List each line of the material below that includes the string "window", matching case exactly.
▬▬▬
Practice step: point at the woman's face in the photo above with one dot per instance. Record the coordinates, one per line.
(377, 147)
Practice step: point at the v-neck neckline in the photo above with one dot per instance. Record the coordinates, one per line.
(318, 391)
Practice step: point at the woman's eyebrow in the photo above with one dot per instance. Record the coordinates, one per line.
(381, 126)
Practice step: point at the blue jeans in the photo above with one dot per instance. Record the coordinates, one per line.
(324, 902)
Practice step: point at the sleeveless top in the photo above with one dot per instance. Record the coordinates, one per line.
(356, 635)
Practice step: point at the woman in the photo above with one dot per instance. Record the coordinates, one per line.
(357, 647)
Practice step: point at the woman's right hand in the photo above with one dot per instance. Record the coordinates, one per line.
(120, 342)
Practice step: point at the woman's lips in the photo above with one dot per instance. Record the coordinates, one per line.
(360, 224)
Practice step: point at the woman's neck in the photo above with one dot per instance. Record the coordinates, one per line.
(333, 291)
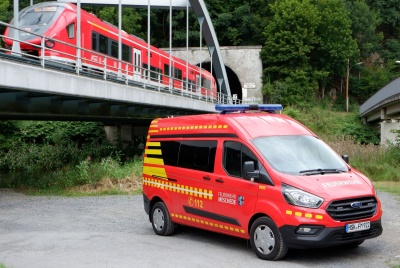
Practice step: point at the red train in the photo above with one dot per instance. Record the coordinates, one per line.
(99, 42)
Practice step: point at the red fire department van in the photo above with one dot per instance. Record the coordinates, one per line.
(252, 173)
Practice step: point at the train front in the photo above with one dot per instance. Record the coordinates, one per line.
(34, 21)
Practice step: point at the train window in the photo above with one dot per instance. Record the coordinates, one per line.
(95, 37)
(126, 53)
(114, 49)
(178, 74)
(71, 30)
(155, 73)
(166, 69)
(103, 44)
(206, 82)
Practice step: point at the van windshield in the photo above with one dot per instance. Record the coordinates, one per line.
(299, 155)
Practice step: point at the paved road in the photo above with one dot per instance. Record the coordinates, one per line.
(113, 231)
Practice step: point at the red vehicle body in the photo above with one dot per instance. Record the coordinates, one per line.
(255, 175)
(99, 43)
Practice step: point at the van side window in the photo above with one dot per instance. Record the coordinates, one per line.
(235, 154)
(197, 155)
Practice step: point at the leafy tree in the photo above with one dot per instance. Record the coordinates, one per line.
(290, 39)
(364, 23)
(335, 44)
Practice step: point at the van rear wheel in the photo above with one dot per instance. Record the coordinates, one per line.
(266, 240)
(161, 220)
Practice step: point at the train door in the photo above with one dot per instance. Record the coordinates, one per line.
(137, 64)
(198, 83)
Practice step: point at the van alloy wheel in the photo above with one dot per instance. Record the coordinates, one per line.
(266, 240)
(161, 220)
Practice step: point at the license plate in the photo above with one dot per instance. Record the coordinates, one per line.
(359, 226)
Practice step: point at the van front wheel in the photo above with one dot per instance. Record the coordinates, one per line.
(160, 219)
(266, 240)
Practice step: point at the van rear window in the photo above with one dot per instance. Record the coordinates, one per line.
(197, 154)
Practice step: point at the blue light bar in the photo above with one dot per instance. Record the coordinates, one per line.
(226, 108)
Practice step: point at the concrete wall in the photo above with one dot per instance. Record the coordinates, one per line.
(244, 61)
(386, 135)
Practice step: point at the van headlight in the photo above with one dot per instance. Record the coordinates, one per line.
(300, 198)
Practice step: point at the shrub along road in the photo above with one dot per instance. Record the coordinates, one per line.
(114, 231)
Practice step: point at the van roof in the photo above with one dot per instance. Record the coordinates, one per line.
(243, 125)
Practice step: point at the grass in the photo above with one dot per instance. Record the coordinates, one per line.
(343, 131)
(91, 179)
(388, 186)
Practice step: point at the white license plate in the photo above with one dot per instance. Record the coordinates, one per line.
(359, 226)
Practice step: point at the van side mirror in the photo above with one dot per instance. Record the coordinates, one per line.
(248, 171)
(345, 157)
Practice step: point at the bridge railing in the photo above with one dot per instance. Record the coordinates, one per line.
(81, 61)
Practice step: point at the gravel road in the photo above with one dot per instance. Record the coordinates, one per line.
(114, 231)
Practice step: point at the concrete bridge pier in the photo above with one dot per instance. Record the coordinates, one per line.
(128, 135)
(387, 126)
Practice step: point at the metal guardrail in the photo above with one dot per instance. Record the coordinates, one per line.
(72, 63)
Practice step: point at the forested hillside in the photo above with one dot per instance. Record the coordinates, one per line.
(306, 44)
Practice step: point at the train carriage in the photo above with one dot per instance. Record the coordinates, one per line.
(100, 48)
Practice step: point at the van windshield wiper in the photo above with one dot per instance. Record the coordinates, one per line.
(321, 171)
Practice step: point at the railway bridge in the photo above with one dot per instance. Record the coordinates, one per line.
(384, 107)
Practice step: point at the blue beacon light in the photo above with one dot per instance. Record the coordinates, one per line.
(227, 108)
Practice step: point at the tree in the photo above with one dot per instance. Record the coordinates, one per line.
(364, 23)
(290, 39)
(335, 44)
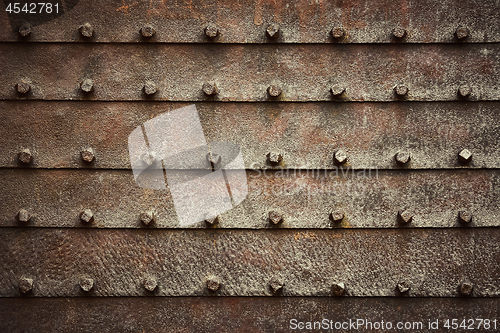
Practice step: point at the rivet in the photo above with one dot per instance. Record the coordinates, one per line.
(87, 155)
(465, 156)
(87, 216)
(274, 91)
(25, 156)
(25, 284)
(209, 89)
(273, 31)
(338, 289)
(86, 30)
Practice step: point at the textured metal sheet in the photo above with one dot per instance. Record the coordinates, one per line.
(55, 198)
(246, 21)
(432, 72)
(306, 134)
(241, 314)
(369, 262)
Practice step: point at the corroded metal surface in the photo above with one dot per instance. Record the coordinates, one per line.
(241, 314)
(305, 199)
(305, 134)
(247, 21)
(430, 72)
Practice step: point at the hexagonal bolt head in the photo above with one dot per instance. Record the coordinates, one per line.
(275, 217)
(403, 157)
(86, 30)
(25, 156)
(147, 31)
(465, 156)
(462, 32)
(23, 216)
(274, 91)
(150, 283)
(87, 155)
(87, 85)
(25, 284)
(86, 284)
(340, 157)
(25, 29)
(465, 217)
(87, 216)
(211, 31)
(338, 289)
(23, 87)
(273, 31)
(210, 89)
(147, 217)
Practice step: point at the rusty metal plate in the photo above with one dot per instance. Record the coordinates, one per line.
(230, 314)
(305, 199)
(66, 262)
(430, 72)
(306, 134)
(247, 21)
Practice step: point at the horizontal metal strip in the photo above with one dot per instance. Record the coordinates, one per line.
(247, 21)
(304, 199)
(85, 262)
(231, 314)
(309, 72)
(306, 135)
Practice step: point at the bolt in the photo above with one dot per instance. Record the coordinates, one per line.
(25, 156)
(340, 156)
(87, 155)
(23, 87)
(403, 157)
(147, 31)
(86, 30)
(462, 32)
(465, 156)
(209, 89)
(25, 284)
(273, 31)
(211, 31)
(87, 216)
(274, 91)
(338, 289)
(25, 29)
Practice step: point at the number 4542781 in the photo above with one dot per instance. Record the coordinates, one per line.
(33, 8)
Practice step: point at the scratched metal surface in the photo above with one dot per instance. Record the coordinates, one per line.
(306, 72)
(425, 21)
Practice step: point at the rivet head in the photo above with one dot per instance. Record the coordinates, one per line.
(25, 156)
(465, 156)
(25, 284)
(211, 30)
(147, 31)
(86, 30)
(87, 216)
(338, 289)
(274, 91)
(87, 155)
(209, 89)
(273, 31)
(403, 157)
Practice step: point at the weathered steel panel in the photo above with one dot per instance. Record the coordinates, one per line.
(306, 199)
(433, 262)
(307, 72)
(306, 134)
(425, 21)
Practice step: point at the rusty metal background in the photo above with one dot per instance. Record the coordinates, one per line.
(425, 21)
(369, 262)
(306, 134)
(55, 198)
(431, 72)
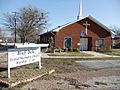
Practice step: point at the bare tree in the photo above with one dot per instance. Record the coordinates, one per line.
(115, 29)
(27, 23)
(2, 35)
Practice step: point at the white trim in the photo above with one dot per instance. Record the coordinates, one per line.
(64, 41)
(90, 17)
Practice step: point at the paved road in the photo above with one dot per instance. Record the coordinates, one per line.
(95, 55)
(99, 64)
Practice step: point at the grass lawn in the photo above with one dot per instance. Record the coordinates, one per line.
(21, 73)
(115, 52)
(69, 54)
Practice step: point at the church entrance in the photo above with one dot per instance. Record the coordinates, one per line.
(83, 44)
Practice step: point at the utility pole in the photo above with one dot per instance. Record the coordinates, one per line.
(15, 24)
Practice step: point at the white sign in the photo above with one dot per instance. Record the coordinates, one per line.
(23, 56)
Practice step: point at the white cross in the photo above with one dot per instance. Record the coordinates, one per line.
(86, 26)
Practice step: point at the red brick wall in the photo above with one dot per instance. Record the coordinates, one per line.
(95, 32)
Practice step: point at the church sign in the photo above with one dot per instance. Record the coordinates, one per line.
(23, 56)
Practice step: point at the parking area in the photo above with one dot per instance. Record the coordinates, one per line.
(99, 64)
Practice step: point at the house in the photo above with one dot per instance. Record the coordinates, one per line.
(86, 33)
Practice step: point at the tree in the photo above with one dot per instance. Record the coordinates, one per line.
(115, 29)
(27, 23)
(2, 35)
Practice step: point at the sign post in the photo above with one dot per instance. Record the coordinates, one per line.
(23, 56)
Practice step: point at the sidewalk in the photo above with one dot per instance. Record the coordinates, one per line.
(95, 55)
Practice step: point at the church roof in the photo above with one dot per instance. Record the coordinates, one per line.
(90, 17)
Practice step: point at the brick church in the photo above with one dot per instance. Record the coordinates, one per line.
(85, 33)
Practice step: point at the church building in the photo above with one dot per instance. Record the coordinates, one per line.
(86, 34)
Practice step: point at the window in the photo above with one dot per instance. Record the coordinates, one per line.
(101, 42)
(67, 42)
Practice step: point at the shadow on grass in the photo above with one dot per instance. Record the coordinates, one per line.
(3, 69)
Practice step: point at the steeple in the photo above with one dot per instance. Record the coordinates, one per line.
(80, 13)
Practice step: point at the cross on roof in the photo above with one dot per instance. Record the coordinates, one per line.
(86, 24)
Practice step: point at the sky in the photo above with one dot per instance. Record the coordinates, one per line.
(63, 11)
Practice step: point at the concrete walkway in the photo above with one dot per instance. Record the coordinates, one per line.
(95, 55)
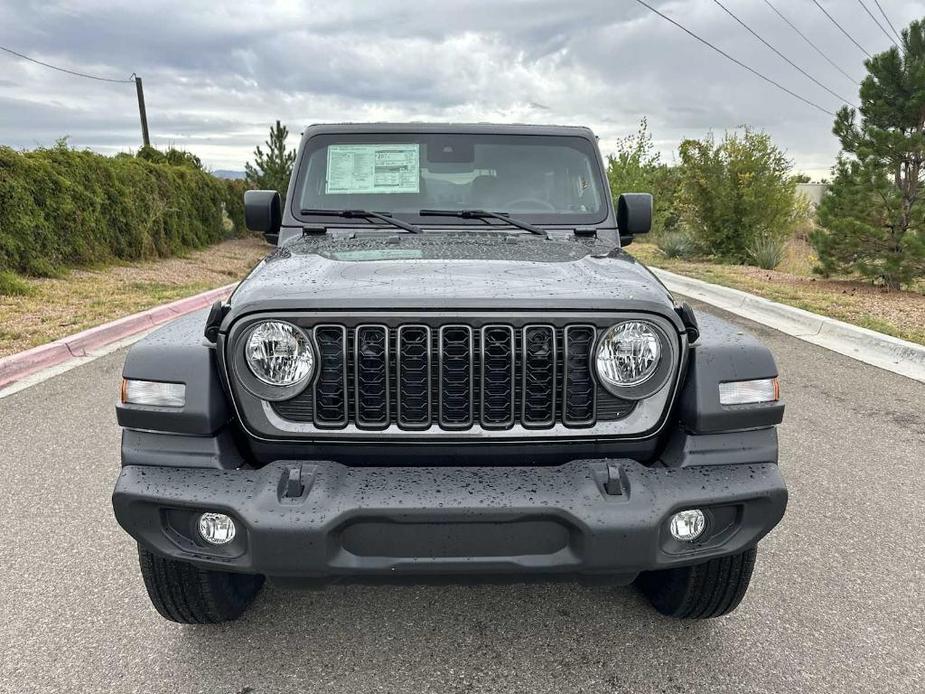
▬▬▬
SOLUTION FOR THIS PROBLEM:
Practice step: point at the train window in the photo above with one dot per instance. Record the coordinates, one per line.
Practice step: point at the van side window in the photo above with one dot per instance. Record the coordinates, one per line.
Practice step: point at the van rear window in the photo above with one dot per instance. Record the coordinates, one per line.
Practice step: point at the window in the photo above with one dot per instance. Record the coordinates, one per line.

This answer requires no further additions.